_GIVEN PROBLEM 1_. In the film review below, what prize do top stylists compete for at the Bronner Bros. Hair Show?

━━━━━ EXCERPT

Men don’t escape Rock’s scrutiny, either, as the notoriously permed Rev. Al Sharpton and Ice-T are called to account. Sharpton recalls his mentor James Brown buying him his first ’do before they met with President Ronald Reagan, and Ice-T describes going to high school with his hair in curlers — the bigger the better. Other men sport a variety of eye-catching styles, such as the “shag” — picture a puffy mullet.
There are many scenes in beauty and barber shops across the country, where the various meanings, rules and ramifications of black hairstyles are discussed. But the best revelations come when Rock examines the sodium hydroxide relaxer that turns curly heads silky, and the origins of the shorn human hair that is “weaved” into shorter tresses to create the illusion of length and fullness.
Rock watches sodium hydroxide eat through chicken flesh and dissolve an aluminum soda can. In India, he visits a Hindu temple where women ceremonially shave their heads and a shady character who describes snipping the hair off sleeping women. In Los Angeles, Rock watches an Indian businessman with a suitcase full of bone-straight locks bargain with a black hairstylist who brags about reselling movie stars’ weaves to average Janes.
The film’s narrative is driven by the Bronner Bros. Hair Show, where top stylists create Las Vegas-style productions to compete for a $20,000 prize. The outlandish contest, which features little actual hairstyling, is a perfect metaphor for the inherent absurdity of a billion dollar industry built on metal-eating chemicals, stolen ponytails and thousand dollar-plus weaves.
This is exactly why Rock is the perfect “Good Hair” host. His ad-libbed quips and silly-serious questions put interview subjects and viewers at ease with this sometimes painful reality, keeping them laughing instead of crying. And when Rock ventures into a hair store trying to sell some kinky “black hair” to the Asian owner, his comedy cuts to the root of the issue in a way Ken Burns never could.
“Everyone want straight hair,” the owner says. “It look more natural.”

━━━━━━━━━━
━━━━━ PROVIDED INFORMATION

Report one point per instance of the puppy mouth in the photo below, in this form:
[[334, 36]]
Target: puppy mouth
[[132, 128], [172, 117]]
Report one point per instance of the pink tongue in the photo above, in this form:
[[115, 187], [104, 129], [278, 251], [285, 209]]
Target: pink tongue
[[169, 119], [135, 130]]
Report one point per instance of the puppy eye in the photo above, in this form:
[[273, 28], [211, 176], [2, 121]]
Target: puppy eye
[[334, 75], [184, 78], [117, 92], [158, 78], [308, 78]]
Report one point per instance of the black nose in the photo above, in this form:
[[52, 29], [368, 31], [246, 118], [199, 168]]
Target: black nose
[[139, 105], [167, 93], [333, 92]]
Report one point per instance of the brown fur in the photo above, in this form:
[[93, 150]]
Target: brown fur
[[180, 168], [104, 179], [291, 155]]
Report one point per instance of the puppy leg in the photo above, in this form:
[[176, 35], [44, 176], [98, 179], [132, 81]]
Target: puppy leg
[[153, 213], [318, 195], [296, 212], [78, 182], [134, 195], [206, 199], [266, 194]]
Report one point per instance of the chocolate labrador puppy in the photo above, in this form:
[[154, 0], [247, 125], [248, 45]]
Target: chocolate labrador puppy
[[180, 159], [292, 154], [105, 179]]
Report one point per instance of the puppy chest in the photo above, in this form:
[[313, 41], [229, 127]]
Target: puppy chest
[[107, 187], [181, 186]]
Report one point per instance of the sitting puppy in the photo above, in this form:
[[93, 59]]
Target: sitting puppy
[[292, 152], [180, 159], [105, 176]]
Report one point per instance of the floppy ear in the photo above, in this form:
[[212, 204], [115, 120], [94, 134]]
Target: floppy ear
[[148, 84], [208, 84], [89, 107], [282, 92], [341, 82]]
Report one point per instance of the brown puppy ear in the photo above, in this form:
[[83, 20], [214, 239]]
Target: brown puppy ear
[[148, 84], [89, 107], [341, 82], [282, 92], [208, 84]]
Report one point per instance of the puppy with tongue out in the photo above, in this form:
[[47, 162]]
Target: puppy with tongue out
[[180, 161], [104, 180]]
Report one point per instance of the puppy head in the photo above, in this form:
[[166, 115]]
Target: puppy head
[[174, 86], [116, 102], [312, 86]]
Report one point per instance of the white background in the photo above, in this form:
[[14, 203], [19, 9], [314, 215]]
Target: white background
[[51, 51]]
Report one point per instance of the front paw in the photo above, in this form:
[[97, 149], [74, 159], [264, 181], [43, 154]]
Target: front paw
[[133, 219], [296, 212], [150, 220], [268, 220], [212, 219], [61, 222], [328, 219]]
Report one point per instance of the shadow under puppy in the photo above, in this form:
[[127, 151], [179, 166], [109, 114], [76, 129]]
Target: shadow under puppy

━━━━━━━━━━

_GIVEN PROBLEM 2_. Please copy out the entries from their first line through the line containing "[[169, 119], [135, 130]]", both ends included.

_TASK RESPONSE 1_. A $20,000 prize.

_TASK RESPONSE 2_.
Report one point per instance of the puppy mouth in the photo below, in this form:
[[334, 36]]
Target: puppy mouth
[[132, 128], [172, 117]]
Report one point per instance of the pink tongue in the photo above, in this form:
[[115, 187], [104, 129], [278, 251], [285, 209]]
Target: pink tongue
[[169, 119], [135, 130]]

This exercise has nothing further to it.